_WORK INSTRUCTION 1_. Name every keyword listed on the spermidine study page below.
_WORK INSTRUCTION 2_.
Answer these from the spermidine study page below, one line each:
(a) What was used to inhibit DNA methyltransferase 1?
(b) In what city and state is the affiliation that includes Brigham and Women's Hospital?
(c) On what date was the article published electronically?

Spermidine Enhances Mitochondrial Function and Mitigates Aortic Valve Calcification: Implications for DNA Methyltransferase-1 Activity

Naaleum Song; Eunhye Ji; Jeong Eun Yu; Kyoung-Hee Choi; Dae-Hee Kim; Jong-Min Song; Duk-Hyun Kang; Jae-Kwan Song; Jiyoung Yu; Kyunggon Kim; Sahmin Lee; Elena Aikawa

doi:10.1016/j.jacbts.2024.11.011

Spermidine Enhances Mitochondrial Function and Mitigates Aortic Valve Calcification: Implications for DNA Methyltransferase-1 Activity

JACC Basic Transl Sci. 2025 Mar;10(3):345-366. doi: 10.1016/j.jacbts.2024.11.011. Epub 2025 Feb 12.

Authors

Affiliations

¹ Division of Cardiology, Heart Institute, Asan Medical Center, University of Ulsan College of Medicine, Seoul, Republic of Korea; Department of Medical Science, Asan Medical Institute of Convergence Science and Technology, Asan Medical Center, University of Ulsan College of Medicine, Seoul, Republic of Korea.
² Division of Cardiology, Heart Institute, Asan Medical Center, University of Ulsan College of Medicine, Seoul, Republic of Korea.
³ Convergence Medicine Research Center, Asan Institute for Life Science, Asan Medical Center, Seoul, Republic of Korea.
⁴ Convergence Medicine Research Center, Asan Institute for Life Science, Asan Medical Center, Seoul, Republic of Korea; Department of Digital Medicine, Brain Korea 21 plus, University of Ulsan College of Medicine and Department of Convergence Medicine and Asan Institute of Life Science, Asan Medical Center, Seoul, Republic of Korea.
⁵ Division of Cardiology, Heart Institute, Asan Medical Center, University of Ulsan College of Medicine, Seoul, Republic of Korea; Department of Medical Science, Asan Medical Institute of Convergence Science and Technology, Asan Medical Center, University of Ulsan College of Medicine, Seoul, Republic of Korea. Electronic address: sahmin.lee@amc.seoul.kr.
⁶ Department of Medicine, Cardiovascular Medicine, Brigham and Women's Hospital, Harvard Medical School, Boston, Massachusetts, USA. Electronic address: eaikawa@bwh.harvard.edu.

Abstract

Aortic stenosis (AS) is a severe heart valve disease marked by calcification, leading to heart failure. This study examined mitochondrial function in human aortic valve interstitial cells isolated from patients with AS and tested spermidine, an autophagy inducer as AS treatment. Spermidine treatment reduced fibrosis and calcification in human aortic valve interstitial cells and improved these features in spermidine-treated mice. The AKT-TP53-DNMT1-PPARG pathway was implicated, and DNA methyltransferase 1 inhibition by 5-azacytidine enhanced mitochondrial biogenesis by reducing mitochondrial DNA hypermethylation. These findings suggest that spermidine or DNA methyltransferase 1 inhibition could prevent aortic valve disease by improving mitochondrial function.

Keywords: DNA methyltransferase 1; aging; aortic stenosis; mitochondrial function; spermidine.

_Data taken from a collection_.
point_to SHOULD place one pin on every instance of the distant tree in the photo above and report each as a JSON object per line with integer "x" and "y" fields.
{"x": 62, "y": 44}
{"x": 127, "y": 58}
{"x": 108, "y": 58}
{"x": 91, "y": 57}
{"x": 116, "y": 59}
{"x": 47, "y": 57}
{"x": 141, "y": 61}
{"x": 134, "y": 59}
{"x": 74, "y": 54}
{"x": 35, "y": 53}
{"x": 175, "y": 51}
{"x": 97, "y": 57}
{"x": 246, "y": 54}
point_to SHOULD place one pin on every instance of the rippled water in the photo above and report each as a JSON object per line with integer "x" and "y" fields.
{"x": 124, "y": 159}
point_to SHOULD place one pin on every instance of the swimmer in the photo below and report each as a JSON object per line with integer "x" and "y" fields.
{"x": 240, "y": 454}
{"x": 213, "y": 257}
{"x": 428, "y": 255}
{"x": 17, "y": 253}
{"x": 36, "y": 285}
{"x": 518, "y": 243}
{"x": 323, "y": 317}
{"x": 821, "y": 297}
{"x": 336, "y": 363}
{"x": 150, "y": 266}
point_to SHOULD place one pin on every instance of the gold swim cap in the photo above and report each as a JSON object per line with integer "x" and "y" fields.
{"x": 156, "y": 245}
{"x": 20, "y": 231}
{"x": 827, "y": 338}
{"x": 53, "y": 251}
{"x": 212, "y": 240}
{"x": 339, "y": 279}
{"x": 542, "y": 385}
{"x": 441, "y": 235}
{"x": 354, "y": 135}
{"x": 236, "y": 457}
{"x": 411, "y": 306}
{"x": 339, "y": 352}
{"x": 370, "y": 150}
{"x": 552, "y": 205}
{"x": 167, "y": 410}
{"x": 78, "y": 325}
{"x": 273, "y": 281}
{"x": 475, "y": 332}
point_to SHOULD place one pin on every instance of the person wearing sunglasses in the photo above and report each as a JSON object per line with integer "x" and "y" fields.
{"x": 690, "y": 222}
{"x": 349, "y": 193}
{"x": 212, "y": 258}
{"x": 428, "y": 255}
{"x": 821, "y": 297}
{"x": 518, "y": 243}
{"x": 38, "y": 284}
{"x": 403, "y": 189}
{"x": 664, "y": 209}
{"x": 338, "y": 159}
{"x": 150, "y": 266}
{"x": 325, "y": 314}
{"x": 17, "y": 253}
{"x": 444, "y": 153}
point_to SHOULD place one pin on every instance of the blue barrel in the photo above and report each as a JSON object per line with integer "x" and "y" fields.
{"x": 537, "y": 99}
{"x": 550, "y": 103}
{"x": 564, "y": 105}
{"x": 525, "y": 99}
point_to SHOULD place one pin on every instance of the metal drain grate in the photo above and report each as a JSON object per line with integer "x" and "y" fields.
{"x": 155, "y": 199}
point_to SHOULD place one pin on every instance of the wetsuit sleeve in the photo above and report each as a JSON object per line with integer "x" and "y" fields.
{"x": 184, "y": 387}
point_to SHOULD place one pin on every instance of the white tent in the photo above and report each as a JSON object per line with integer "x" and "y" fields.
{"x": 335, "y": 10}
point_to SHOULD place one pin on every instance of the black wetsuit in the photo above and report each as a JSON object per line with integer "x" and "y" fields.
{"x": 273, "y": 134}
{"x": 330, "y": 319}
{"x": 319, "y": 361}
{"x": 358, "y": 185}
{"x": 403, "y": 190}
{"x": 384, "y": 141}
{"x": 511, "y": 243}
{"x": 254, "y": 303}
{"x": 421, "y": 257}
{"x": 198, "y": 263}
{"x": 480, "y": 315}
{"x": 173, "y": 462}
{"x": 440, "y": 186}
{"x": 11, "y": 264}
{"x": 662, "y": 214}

_OUTPUT 1_. DNA methyltransferase 1; aging; aortic stenosis; mitochondrial function; spermidine

_OUTPUT 2_.
(a) 5-azacytidine
(b) Boston, Massachusetts
(c) February 12, 2025